» YOUR OBJECTIVE
Every record that follows should be printed verbatim.

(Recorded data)
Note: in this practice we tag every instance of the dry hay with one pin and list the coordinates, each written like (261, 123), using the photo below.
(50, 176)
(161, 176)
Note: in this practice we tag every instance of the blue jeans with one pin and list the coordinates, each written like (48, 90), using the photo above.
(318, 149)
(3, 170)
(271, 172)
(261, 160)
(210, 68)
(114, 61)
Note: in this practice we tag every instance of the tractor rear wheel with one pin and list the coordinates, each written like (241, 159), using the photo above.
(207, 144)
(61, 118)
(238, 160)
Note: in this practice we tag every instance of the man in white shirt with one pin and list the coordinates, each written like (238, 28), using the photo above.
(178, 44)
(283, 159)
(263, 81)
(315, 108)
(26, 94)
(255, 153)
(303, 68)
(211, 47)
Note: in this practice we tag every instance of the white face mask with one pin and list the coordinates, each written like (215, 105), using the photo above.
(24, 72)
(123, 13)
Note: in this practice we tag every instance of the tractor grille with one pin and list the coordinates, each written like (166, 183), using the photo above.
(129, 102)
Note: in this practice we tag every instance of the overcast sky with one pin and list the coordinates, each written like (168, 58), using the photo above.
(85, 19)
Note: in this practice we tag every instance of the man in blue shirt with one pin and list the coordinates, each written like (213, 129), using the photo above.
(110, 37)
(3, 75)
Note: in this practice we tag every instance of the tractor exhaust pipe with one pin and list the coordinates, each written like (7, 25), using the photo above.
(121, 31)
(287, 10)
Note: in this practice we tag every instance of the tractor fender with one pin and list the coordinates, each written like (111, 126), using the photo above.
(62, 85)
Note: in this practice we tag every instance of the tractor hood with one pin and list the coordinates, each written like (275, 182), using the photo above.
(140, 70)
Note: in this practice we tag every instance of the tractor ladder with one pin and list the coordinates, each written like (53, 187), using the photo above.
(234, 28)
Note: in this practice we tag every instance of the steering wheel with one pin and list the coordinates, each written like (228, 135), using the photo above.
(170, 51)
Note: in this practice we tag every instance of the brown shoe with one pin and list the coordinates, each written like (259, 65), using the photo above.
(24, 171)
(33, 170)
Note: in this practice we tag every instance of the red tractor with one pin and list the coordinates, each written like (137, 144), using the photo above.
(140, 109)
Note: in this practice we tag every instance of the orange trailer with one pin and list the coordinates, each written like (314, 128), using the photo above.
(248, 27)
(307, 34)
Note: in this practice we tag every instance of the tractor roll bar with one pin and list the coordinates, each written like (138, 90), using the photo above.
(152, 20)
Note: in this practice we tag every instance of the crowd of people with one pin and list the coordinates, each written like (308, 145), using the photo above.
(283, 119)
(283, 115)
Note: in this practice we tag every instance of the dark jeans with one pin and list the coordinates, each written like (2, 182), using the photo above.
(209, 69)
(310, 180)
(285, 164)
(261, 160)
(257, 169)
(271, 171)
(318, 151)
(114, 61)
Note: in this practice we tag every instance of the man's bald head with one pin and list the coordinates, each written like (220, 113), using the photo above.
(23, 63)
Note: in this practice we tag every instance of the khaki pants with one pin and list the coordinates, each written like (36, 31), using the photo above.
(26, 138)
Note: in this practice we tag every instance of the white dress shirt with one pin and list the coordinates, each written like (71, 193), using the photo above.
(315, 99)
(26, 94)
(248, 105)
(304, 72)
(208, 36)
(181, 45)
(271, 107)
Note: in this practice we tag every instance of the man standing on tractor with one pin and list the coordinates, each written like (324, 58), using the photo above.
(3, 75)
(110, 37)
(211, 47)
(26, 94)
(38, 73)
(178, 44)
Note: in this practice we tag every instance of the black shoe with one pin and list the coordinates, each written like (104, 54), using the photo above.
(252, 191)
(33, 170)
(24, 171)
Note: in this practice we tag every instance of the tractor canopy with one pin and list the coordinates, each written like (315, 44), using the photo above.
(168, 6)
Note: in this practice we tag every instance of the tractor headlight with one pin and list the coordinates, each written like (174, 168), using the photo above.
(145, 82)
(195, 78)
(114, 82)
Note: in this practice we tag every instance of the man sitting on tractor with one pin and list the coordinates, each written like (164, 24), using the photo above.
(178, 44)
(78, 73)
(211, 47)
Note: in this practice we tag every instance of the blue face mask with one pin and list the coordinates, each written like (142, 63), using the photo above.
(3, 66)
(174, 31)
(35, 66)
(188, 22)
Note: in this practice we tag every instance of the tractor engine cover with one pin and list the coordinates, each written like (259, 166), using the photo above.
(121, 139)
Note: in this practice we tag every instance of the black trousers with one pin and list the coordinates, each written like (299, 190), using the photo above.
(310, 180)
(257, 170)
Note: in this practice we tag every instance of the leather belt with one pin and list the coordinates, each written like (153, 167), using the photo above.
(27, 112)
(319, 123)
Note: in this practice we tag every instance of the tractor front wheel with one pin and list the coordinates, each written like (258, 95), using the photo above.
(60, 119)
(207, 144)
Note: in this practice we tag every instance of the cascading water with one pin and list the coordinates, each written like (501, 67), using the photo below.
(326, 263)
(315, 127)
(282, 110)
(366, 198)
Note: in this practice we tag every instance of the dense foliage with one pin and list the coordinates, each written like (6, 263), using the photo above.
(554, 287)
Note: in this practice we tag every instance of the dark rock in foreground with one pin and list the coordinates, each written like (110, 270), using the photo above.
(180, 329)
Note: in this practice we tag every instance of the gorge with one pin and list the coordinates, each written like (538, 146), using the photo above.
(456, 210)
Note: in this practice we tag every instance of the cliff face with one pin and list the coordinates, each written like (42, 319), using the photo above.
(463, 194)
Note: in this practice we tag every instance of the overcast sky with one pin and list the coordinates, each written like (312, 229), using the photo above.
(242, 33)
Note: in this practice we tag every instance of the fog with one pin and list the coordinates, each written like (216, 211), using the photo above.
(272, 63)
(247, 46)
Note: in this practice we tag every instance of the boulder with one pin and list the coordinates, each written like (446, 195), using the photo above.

» WRITTEN ANSWER
Note: in this practice we tag every instance of the dry hay with one pin and list the coordinates, each written like (261, 123), using the photo below.
(50, 176)
(161, 176)
Note: in this practice we tag every instance of the blue jeans with one pin and list the coordinates, each written like (48, 90), using the photo above.
(318, 149)
(3, 170)
(271, 172)
(261, 160)
(210, 68)
(114, 61)
Note: in this practice we tag every instance of the tractor rear wheel with one pin and list the coordinates, each written like (241, 159), using the photo above.
(207, 144)
(61, 118)
(238, 160)
Note: in this practice we tag every instance of the man in white shirt with one pin and list the coordinates, each written like (238, 28), using the photo above.
(178, 44)
(283, 159)
(263, 81)
(315, 108)
(26, 94)
(255, 153)
(303, 68)
(211, 47)
Note: in this practice we tag every instance of the white face mask with one pin and list the coordinates, each written like (215, 105), using the photo above.
(24, 72)
(123, 13)
Note: in this practice we tag every instance of the tractor grille with one pin and list the coordinates, each written like (166, 183), using the photo above.
(129, 102)
Note: in this practice we tag every instance of the overcast sky with one pin and list the coordinates, each written like (168, 58), using the photo above.
(85, 19)
Note: in this practice we tag every instance of the man in blue shirt with one pin and list the coordinates, each written like (213, 129), using the photo above.
(110, 37)
(3, 75)
Note: in this practice we tag every instance of the tractor exhaust pipe with one pin and list the coordinates, each written like (7, 25), using the photo above.
(121, 31)
(287, 10)
Note: in this practice we tag every instance of the tractor fender with one pin and list the coordinates, each written like (111, 126), using the photo above.
(62, 85)
Note: in this practice we tag every instance of the tractor hood with one pin and list the coordinates, each written like (275, 182), using the photo above.
(140, 70)
Note: in this practice we tag every instance of the tractor ladder with one pin and list the coordinates, each written like (53, 187), using the photo above.
(234, 28)
Note: in this practice we tag every instance of the steering wheel with one pin and list the coordinates, each written like (228, 135), using the photo above.
(170, 51)
Note: in this practice we tag every instance of the brown shoe with one pin and list the coordinates, each written like (259, 65), using the photo above.
(24, 171)
(33, 170)
Note: in this practice we tag every instance of the red tractor with one pin and list the coordinates, each written like (137, 144), using the photo above.
(140, 109)
Note: in this practice we tag every instance of the orange trailer with one pin and list the coordinates, each written like (314, 128), using the photo above.
(248, 27)
(307, 34)
Note: in this practice we tag every instance of the tractor roll bar with one pin and list the coordinates, each written like (138, 90), using the photo above.
(152, 20)
Note: in this practice we tag every instance of the crowd of people with one pin and list the coordinates, each written like (308, 145), using the photo above.
(283, 119)
(283, 115)
Note: in this practice we tag every instance of the dark jeans with one pin and list the coordinates, each written like (2, 182), using the photo above.
(209, 69)
(310, 180)
(285, 164)
(261, 160)
(257, 169)
(271, 171)
(318, 151)
(114, 61)
Note: in this practice we tag every instance of the man's bald head with one pin and list the coordinates, each written like (220, 113), using the photo above.
(23, 63)
Note: in this practice we tag every instance of the khaki pants with one pin and list the coordinates, each written like (36, 31), using the photo above.
(26, 138)
Note: in this practice we tag every instance of the white dress shirt with one pin and list the coordinates, each written like (71, 193), using the photo above.
(315, 99)
(26, 94)
(248, 105)
(304, 72)
(208, 36)
(181, 45)
(271, 107)
Note: in this practice we tag every instance of the man standing on tractor with one pin and list the coordinates, each written like (324, 58), using the photo above.
(3, 75)
(110, 37)
(211, 47)
(26, 94)
(38, 73)
(178, 44)
Note: in this practice we tag every instance of the black shoe with one pin and list the coordinates, each written like (104, 54), using the photo above.
(252, 191)
(33, 170)
(24, 171)
Note: in this practice we tag every instance of the tractor canopy with one pin and list the coordinates, each written like (315, 44), using the photo above.
(168, 6)
Note: in this practice we tag every instance of the tractor headlight with one pin and list the coordinates, each written like (174, 168), using the photo above.
(145, 82)
(195, 78)
(114, 82)
Note: in this practice we tag every instance of the man sitting on tractor with one pin and list the coordinates, each written like (164, 24), using the photo above.
(178, 44)
(78, 73)
(211, 47)
Note: in this practice we tag every instance of the blue face mask with one pin and list the coordinates, each written like (142, 63), using the photo above.
(3, 66)
(174, 31)
(35, 66)
(188, 22)
Note: in this practice we tag every instance of the tractor engine cover with one pin and list the coordinates, each written like (259, 166), using the photo above.
(121, 139)
Note: in this practice we tag every instance of the black trousers with one pin and list the coordinates, each written like (299, 190), using the photo above.
(310, 180)
(257, 170)
Note: in this practice we tag every instance of the leather belt with one pin and list the coordinates, each written like (153, 167), using the photo above.
(27, 112)
(319, 123)
Note: in this practice we tag every instance of the tractor front wheel with one pin and list the coordinates, each written like (258, 95), using the photo above.
(60, 119)
(207, 144)
Note: in this practice we tag every instance of the cascading water with one pin and list the coordinates, each written like (501, 67), using the photo below.
(326, 263)
(315, 127)
(282, 110)
(366, 198)
Note: in this practice we tag every instance of the dense foliage with one pin and list the coordinates, each written like (6, 263), using the photo above.
(554, 287)
Note: in this practice we tag every instance of the dark rock in foreground with one pin and list the coordinates, each written like (110, 270), using the photo above.
(180, 329)
Note: in this practice we tag every instance of the gorge with one pin and list the coordinates, each written like (538, 146), using the photo above.
(456, 210)
Note: in this practice we tag every instance of the cliff face with one pin and list the coordinates, each written like (42, 319), using the photo above.
(463, 194)
Note: in this practice we tag every instance of the overcast sky with one pin and list the coordinates, each written like (312, 229), using the photo above.
(242, 33)
Note: in this practice we tag every instance of the fog with one pin and list the coordinates, each written like (216, 211), using the photo above.
(272, 63)
(247, 46)
Note: in this practice we tag every instance of the boulder with one pin and list the coordinates, each written like (446, 195), using the photo above.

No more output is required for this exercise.